• _Exercise details_: Return exactly the lines of the records below, starting at the line that contains "Query: red dragonfly abdomen" and ending at the line that contains "Query: green blurred background", with both of those lines kept.

• _Provided records_:
• • • • • • •
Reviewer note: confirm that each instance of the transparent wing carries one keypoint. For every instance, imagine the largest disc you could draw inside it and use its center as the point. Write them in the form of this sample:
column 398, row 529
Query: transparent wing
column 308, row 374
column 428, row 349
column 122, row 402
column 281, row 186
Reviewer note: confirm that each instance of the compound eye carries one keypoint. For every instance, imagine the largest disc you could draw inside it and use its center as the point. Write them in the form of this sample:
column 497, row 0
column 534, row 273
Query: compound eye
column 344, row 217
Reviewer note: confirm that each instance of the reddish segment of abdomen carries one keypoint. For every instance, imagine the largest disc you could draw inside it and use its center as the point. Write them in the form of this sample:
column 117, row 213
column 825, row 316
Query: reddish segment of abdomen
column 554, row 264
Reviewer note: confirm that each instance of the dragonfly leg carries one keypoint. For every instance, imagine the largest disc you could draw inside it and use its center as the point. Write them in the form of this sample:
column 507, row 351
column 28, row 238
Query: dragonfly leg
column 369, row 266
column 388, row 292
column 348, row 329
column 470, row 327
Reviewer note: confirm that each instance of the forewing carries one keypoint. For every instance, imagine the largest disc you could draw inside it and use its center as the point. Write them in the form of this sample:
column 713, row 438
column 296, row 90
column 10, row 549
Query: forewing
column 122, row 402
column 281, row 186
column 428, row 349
• • • • • • •
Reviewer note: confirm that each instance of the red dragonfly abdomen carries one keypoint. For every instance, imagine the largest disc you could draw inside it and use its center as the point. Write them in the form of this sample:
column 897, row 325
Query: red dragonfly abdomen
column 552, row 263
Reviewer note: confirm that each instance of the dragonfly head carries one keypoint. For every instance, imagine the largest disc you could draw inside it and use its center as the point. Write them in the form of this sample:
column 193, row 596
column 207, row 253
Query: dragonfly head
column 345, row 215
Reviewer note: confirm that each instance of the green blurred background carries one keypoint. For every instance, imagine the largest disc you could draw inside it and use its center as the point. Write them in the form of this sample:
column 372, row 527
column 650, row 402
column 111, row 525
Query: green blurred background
• • • • • • •
• _Answer to this task_:
Query: red dragonfly abdomen
column 552, row 263
Reviewer note: confirm that each instance of the dragonfly head carries one keypoint. For every instance, imagine the largest disc you could draw inside it and use its center as the point. Write them in the form of this sample:
column 193, row 596
column 207, row 253
Query: dragonfly head
column 345, row 215
Reviewer note: confirm that each instance of the green blurred background carries one keypoint. For every instance, imagine the largest disc you could draw inside it and use its center as the point. Write them in the form of this sample:
column 372, row 527
column 650, row 402
column 111, row 525
Query: green blurred background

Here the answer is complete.